* **TEXT SECTION**
I also discovered the link with the Poor Knights of Jesus Christ and the Temple of Solomon, that mysterious but powerful enclave, the Knights Templar.  Formed just after the successful conquest of Jerusalem by a group of nine knights, several had come from the area around Dijon, and one had previously been a monk at a monastery at Beaune twenty miles east of my home.

My intention was to write the story as a novel...well perhaps I should think more of describing it as an epic from the amount of information I have. Unfortunately, the novel is still not completed, but anyway, this short story does not end there. Fast forward to end of October 2003. Patricia and Neil had returned to Spain three years earlier, and we had lost contact. I was going through divorce at the time, and had moved house, but was still living in England. Five days before Halloween, I was working, my normal daytime job designing electronic circuits, when I felt a story forming inside my head. It felt as though the tale was being narrated inside my mind. It was so powerful I had to stop working to take notes.

The story was about a teenage girl, I guess sixteen years or so, the daughter of an innkeeper from near Dawlish on southwest coast of England. Her name was Katherine and the year was 1645. This was the third year of the English Civil War between the Cavaliers, (supporters of the King, Charles I) and Oliver Cromwell’s parliamentarians, the Roundheads.

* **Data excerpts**
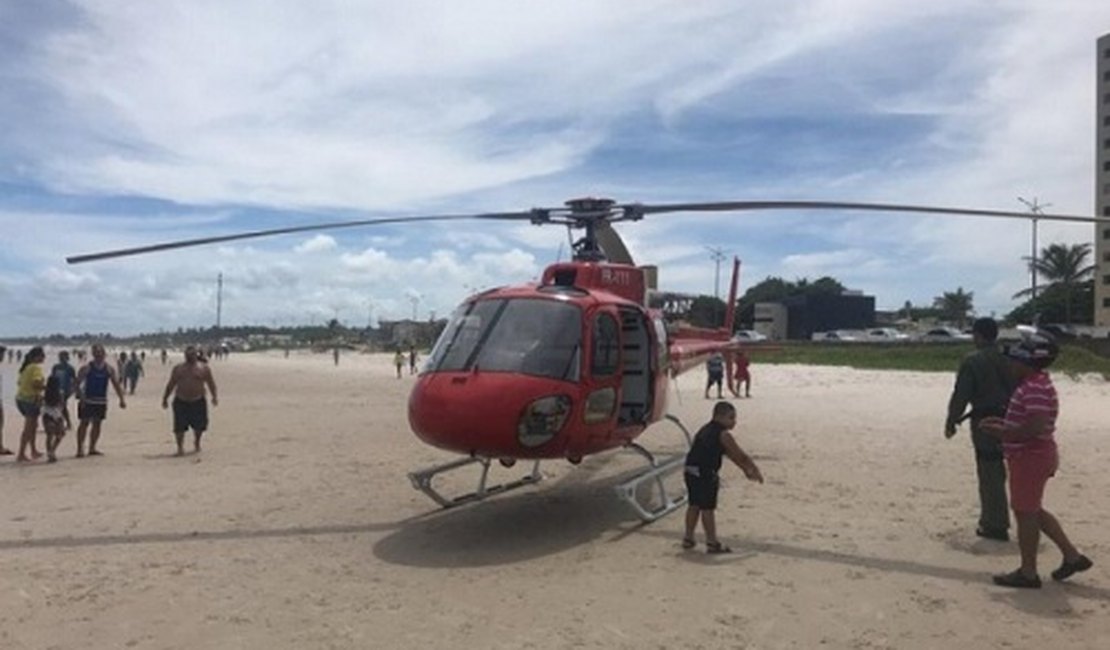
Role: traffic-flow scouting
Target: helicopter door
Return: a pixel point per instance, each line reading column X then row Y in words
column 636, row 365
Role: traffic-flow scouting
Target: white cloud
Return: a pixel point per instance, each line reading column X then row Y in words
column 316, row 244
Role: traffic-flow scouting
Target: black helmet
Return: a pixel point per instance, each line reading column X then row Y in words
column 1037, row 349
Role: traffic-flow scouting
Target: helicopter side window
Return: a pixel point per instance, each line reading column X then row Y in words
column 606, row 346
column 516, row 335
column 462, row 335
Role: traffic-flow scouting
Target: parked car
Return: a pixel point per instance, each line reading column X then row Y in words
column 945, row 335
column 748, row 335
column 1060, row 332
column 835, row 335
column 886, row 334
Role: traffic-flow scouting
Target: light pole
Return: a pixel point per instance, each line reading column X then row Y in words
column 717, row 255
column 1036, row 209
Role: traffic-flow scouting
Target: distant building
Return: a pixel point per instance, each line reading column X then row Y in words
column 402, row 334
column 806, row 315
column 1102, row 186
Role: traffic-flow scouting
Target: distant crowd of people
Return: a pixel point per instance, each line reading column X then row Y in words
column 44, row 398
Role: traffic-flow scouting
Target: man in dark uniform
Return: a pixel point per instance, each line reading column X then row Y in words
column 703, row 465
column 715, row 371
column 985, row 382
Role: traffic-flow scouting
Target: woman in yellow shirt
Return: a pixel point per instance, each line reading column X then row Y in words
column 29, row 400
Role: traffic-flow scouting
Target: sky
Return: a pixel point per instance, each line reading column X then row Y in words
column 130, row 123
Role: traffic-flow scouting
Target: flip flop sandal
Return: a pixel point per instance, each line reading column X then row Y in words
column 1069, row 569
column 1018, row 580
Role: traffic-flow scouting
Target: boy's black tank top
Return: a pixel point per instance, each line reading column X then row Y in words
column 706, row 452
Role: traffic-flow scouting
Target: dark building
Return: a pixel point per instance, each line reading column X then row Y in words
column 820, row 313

* **EXERCISE REQUIREMENTS**
(A) According to the personal account, why did the narrator stop working on the day the story about Katherine began forming?
(B) Restate the personal account word for word, everything from "The story was" down to "parliamentarians, the Roundheads.".
(C) List every town, city, and country named in the personal account.

* **OUTPUTS BY TASK**
(A) The narrator felt the story forming inside their head as though it were being narrated there. The experience was so powerful that they had to stop working to take notes.

(B)
The story was about a teenage girl, I guess sixteen years or so, the daughter of an innkeeper from near Dawlish on southwest coast of England. Her name was Katherine and the year was 1645. This was the third year of the English Civil War between the Cavaliers, (supporters of the King, Charles I) and Oliver Cromwell’s parliamentarians, the Roundheads.

(C) Jerusalem, Dijon, Beaune, Spain, England, Dawlish